**Problem set**.
1/ According to the credit advice post, how long does disputing take?
2/ List every reason the credit advice post gives for not disputing.
3/ Say whether each statement agrees with the credit advice post. Answer yes or no, and quote the words from the post that decide it.
(a) Paying off collections without a PFD could lower your score.
(b) The post recommends speeding things up by e-mail or fax.
(c) The post advises paying all credit cards to $0 and leaving one with a balance of a few dollars.

**Page excerpt**.
Nope! In fact, paying them off without a PFD could drop your score. The DOLA and/or reported date will change to this month (assuming they would report) and FICO would see that as a recent collection and lower the score. On a whole, it doesn't matter if you owe $0 or $10,000, the damage to your score is equal.
Taking any action will take time. If these are medical collections, then you could speed up the process a little. Check out the "Medical Debt" board and follow the HIPAA process exactly.
If these are non-medical debts, then I'd have to advise you that if you have the $$$ to PIF or SOL has expired, then you'd send a DV letter to the CA. Once they respond, then send a PFD to offer a settlement or to offer to PIF and if they agree to that PFD, then you'd pay and they'd delete. But this will take some time. Maybe you can expedite things via e-mail or fax, but I'd never recommend that.
You could try to go for broke and offer a PFD without the DV, but they don't have to respond and it would be a whole lot harder to get them to go away in the future.
Whatever you do, don't dispute. I've been reading that some lenders don't like to see accounts under dispute during the loan process and disputing takes 30-45 days. Not only that, but items could get verified and that'll drop your score a little, depending on how they are reporting now.
There are other ways to bump your scores too. Pay all CCs to $0 and leave one with a balance of a few dollars. That's the fastest way to increase your scores. If you have any CC COs, that are reporting a balance, then paying them to $1 (yes $1) will really boost your scores. Once the report $0, then they are no longer factored into utilization.

**Supplied information**.
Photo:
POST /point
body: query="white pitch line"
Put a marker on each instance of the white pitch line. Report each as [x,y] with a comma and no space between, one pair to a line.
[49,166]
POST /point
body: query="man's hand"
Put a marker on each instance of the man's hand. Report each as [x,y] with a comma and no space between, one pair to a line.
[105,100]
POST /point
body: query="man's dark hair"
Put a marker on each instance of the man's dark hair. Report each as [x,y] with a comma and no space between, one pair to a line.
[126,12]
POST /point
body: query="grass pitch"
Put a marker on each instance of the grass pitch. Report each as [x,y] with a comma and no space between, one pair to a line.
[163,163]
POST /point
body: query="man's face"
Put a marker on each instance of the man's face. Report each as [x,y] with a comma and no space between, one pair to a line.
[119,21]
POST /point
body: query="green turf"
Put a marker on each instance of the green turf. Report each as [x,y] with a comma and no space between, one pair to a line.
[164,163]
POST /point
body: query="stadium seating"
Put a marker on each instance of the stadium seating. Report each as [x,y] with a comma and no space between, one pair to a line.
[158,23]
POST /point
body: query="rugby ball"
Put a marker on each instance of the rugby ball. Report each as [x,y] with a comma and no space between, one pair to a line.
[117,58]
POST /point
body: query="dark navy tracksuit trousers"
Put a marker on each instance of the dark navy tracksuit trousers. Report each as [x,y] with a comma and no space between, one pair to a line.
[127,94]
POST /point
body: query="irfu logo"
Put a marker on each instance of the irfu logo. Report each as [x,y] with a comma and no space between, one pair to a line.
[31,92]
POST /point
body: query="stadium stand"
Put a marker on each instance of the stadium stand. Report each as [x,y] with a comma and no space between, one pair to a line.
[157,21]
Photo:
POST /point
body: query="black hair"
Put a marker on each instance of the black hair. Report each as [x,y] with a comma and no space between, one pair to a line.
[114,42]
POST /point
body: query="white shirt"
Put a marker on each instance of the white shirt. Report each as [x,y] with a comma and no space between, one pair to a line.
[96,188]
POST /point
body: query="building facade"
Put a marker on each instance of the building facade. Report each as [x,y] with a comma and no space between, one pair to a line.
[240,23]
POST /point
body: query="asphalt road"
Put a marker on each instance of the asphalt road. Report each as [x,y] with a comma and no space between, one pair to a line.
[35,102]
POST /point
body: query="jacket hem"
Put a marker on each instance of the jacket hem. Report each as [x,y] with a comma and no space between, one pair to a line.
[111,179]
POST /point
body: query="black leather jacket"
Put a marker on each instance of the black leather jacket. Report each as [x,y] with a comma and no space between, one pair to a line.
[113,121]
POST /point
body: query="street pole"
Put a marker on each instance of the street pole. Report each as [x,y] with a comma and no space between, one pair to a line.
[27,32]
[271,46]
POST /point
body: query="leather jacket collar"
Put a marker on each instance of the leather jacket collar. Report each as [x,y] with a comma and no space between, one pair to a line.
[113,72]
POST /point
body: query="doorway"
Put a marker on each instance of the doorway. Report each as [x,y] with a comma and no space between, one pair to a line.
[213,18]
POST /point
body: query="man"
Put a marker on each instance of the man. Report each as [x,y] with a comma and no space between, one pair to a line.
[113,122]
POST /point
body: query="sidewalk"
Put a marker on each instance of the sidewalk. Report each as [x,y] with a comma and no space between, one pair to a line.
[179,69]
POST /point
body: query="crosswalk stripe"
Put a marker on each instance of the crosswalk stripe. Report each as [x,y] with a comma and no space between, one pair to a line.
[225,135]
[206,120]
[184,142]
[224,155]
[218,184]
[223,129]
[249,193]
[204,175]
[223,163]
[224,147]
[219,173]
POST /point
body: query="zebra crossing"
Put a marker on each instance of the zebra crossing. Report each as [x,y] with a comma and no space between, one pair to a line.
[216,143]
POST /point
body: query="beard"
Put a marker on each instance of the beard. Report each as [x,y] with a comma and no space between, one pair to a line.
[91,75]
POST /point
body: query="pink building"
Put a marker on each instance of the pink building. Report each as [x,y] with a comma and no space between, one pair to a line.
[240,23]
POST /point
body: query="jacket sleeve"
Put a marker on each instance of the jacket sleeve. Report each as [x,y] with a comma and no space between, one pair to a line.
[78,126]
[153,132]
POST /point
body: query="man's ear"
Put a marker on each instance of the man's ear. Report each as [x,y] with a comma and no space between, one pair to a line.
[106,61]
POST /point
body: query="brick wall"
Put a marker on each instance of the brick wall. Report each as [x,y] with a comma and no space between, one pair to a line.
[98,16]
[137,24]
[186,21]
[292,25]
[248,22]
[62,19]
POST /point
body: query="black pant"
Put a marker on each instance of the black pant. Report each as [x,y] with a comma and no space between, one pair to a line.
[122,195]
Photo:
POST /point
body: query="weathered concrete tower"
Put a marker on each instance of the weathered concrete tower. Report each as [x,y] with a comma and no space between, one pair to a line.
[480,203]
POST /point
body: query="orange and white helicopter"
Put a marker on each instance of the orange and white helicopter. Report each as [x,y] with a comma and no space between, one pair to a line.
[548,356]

**Answers to the exercise**.
1/ 30-45 days.

2/
- Some lenders don't like to see accounts under dispute during the loan process.
- Disputing takes 30-45 days.
- Items could get verified, which would drop the score a little, depending on how they are reporting now.

3/
(a) Yes: "paying them off without a PFD could drop your score."
(b) No: "Maybe you can expedite things via e-mail or fax, but I'd never recommend that."
(c) Yes: "Pay all CCs to $0 and leave one with a balance of a few dollars."